• [What needs to be done] Update each of the entries below by replacing "photograph" with "image" and leaving everything else as it is.

** begin Data rows **

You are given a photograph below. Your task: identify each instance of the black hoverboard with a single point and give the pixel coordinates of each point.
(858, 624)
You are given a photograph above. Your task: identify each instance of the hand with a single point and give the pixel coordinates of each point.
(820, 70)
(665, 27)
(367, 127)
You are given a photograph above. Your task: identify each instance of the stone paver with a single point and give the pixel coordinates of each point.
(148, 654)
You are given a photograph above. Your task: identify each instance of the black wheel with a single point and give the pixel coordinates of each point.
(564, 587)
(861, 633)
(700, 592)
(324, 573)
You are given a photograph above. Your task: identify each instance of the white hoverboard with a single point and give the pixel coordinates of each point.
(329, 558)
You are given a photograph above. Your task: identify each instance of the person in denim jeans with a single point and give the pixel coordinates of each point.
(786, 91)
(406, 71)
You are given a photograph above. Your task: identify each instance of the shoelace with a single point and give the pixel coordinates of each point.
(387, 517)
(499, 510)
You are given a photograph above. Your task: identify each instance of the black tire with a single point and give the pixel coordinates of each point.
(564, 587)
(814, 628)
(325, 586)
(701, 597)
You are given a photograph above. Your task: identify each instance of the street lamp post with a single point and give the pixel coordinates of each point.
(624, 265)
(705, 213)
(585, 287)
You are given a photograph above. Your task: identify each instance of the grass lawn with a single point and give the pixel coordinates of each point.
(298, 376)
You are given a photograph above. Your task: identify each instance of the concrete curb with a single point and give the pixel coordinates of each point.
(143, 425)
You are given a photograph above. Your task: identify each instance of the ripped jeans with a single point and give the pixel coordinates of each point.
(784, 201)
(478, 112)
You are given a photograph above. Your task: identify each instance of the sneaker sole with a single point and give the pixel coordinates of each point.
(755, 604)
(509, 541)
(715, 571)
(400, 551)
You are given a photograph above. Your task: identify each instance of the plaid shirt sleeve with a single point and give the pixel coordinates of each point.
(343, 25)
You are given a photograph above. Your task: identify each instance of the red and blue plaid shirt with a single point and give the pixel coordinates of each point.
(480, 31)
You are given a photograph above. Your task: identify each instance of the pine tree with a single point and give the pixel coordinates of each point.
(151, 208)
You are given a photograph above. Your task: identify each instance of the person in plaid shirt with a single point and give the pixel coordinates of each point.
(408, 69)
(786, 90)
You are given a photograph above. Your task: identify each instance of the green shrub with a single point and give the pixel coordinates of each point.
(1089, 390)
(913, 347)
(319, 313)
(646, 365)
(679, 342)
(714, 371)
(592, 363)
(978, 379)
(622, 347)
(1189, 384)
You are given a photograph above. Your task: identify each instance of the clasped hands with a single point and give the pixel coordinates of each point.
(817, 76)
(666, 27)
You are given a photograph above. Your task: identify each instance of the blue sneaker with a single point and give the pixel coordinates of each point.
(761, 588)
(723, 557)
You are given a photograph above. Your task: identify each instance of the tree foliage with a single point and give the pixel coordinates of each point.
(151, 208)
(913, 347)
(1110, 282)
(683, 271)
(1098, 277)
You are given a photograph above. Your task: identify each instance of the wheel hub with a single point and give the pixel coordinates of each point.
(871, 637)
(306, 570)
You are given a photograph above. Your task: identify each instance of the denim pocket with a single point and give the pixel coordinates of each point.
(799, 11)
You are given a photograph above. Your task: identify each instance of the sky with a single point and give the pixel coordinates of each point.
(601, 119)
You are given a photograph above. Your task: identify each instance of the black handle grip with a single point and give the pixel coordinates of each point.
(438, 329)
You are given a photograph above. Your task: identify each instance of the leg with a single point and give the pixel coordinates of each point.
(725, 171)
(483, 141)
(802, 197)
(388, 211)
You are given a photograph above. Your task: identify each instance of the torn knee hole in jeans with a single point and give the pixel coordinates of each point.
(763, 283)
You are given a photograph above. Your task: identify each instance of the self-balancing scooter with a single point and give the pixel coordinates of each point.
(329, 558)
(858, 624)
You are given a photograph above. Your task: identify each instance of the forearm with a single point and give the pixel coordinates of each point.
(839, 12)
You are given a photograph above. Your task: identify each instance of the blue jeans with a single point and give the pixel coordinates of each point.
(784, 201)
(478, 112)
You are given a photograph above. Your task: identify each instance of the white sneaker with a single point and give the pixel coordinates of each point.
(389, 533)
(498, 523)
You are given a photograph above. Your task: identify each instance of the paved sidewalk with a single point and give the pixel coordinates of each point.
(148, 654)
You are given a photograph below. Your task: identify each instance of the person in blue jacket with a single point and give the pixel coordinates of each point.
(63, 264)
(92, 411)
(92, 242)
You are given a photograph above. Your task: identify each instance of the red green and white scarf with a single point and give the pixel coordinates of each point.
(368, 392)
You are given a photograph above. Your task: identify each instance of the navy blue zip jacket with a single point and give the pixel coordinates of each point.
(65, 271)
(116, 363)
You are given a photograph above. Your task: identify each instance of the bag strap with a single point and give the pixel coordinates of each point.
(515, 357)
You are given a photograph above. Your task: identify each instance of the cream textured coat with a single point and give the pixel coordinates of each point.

** end Data rows **

• [Full answer]
You are given a image below. Your task: identify each instance of the black hoverboard with a single point and give the pixel coordinates of each point.
(858, 624)
You are given a image above. Your task: identify each instance of the hand with a single point and give the pixel coordinates of each point.
(820, 70)
(665, 27)
(367, 127)
You are given a image above. Your task: identify each instance of the stone paver with a single point and give the pixel coordinates of each point.
(148, 654)
You are given a image above. Your task: identify each instance of the black wheel with a single point and give the pixel coordinates of each point.
(564, 587)
(861, 633)
(700, 592)
(324, 573)
You are given a image above. Your task: identify each instance of the white hoverboard with a single point and give the pixel coordinates of each point.
(329, 558)
You are given a image above. Your task: identify each instance of the person in denim jeans with a single point and give the pixel coordinates of each point.
(786, 91)
(406, 71)
You are given a image above. Your task: identify each instance of the shoelace with a single point and give the pixel coordinates of each point.
(387, 517)
(499, 510)
You are given a image above. Your task: identify each instance of the black tire with a single point and give the pixel coordinates of each point.
(564, 587)
(814, 628)
(325, 586)
(701, 597)
You are given a image above. Your task: identify each instance of the street lamp post with a single point and give the pixel coordinates of each point.
(624, 265)
(705, 213)
(585, 287)
You are given a image above. Your task: identify each instance of the grass lawn with a single point and give the pixel coordinates of each point.
(298, 376)
You are given a image above. Your task: identify each instance of the concrete curb with a single point and give the pixel coordinates of each point.
(143, 425)
You are given a image above. Your task: identify each instance of the ripped jeans with a single point and give the pixel coordinates of each point.
(784, 201)
(478, 112)
You are given a image above. Your task: identify each instance of the sneaker sole with a single point and give the pixel coordinates of each point.
(755, 604)
(509, 541)
(715, 571)
(400, 551)
You are given a image above. Your task: identify each instance of the plaid shirt sleeve with a single point and give the pixel coordinates of each point.
(343, 25)
You are given a image above. Your task: identify each instance of the red and blue plaid shirt with a single point and give the pixel coordinates of each point.
(480, 31)
You are given a image above. Your task: identify each instance of the pine tree with a single point and give the pixel coordinates of each point.
(151, 208)
You are given a image above. Your task: identify each instance of the person in plaid shirt with a single point and give the pixel coordinates of each point.
(408, 69)
(786, 90)
You are given a image above. Your task: identify each instance of the green shrub with a single point and give the pixel coordinates of each point.
(1089, 390)
(913, 347)
(319, 313)
(646, 365)
(679, 342)
(714, 371)
(592, 363)
(978, 379)
(622, 347)
(1189, 384)
You are given a image above. Your task: identify each instance of the clasped hands with a single point and give the pixel coordinates of each point.
(817, 76)
(666, 27)
You are given a image above. Your task: identify each instance of the blue sneaker with a single point and give the pixel coordinates of each point.
(761, 588)
(723, 557)
You are given a image above. Your task: identify each instance of the tree foliage with a single point and give the pixel coordinates of each point.
(151, 208)
(913, 347)
(1110, 282)
(683, 271)
(1098, 277)
You are given a image above. Your task: identify each instance of the wheel hub with a single point and give the pixel coordinates of each point.
(871, 637)
(306, 570)
You are given a image above. Your task: identify each instance of the denim pocket with a single point and give the pixel coordinates of each point.
(799, 11)
You are given a image above. Your task: identify each instance of the sky with a single point and give the pixel coordinates of each point.
(601, 119)
You are given a image above. Your task: identify each instance of the black handle grip with a single point and give the pixel coordinates of each point.
(438, 329)
You are given a image above. Your task: identify each instance of the leg with a single point and give the pixel coordinates of each point.
(725, 171)
(483, 141)
(802, 197)
(388, 211)
You are given a image above. Your task: identify each instance of the torn knee hole in jeans with a single point and give the pixel coordinates of each point.
(763, 283)
You are given a image above. Your task: identify each instance of the self-balancing scooter with a single point and give the pixel coordinates of each point.
(329, 558)
(858, 624)
You are given a image above. Your task: identify each instance of the forearm with a single point and give the pixel coordinates of each point.
(839, 12)
You are given a image above. Your task: identify each instance of the blue jeans with a single point and give the pixel coordinates of each point.
(784, 201)
(478, 112)
You are given a image above. Your task: identify each instance of the white sneaker with a single point and give the pixel coordinates of each point.
(389, 533)
(498, 523)
You are given a image above. Your task: identify each instance of the paved sidewalk with a single point and give the pixel coordinates of each point.
(148, 654)
You are given a image below. Your task: identify each instance of the person in blue jacket with a single point and give the pixel coordinates of each point.
(63, 264)
(92, 411)
(92, 242)
You are given a image above. Your task: identify each instance of the red green and white scarf with a single point and give the pixel coordinates of each point.
(368, 392)
You are given a image above. Your task: identify each instance of the navy blue zip jacket with a single point and give the pixel coordinates of each point.
(65, 271)
(116, 363)
You are given a image above. Your task: identify each instance of the bag strap with a single point and give the pixel coordinates of each point.
(515, 357)
You are given a image above. Your task: identify each instance of the cream textured coat with a single point and give the pixel coordinates of each point.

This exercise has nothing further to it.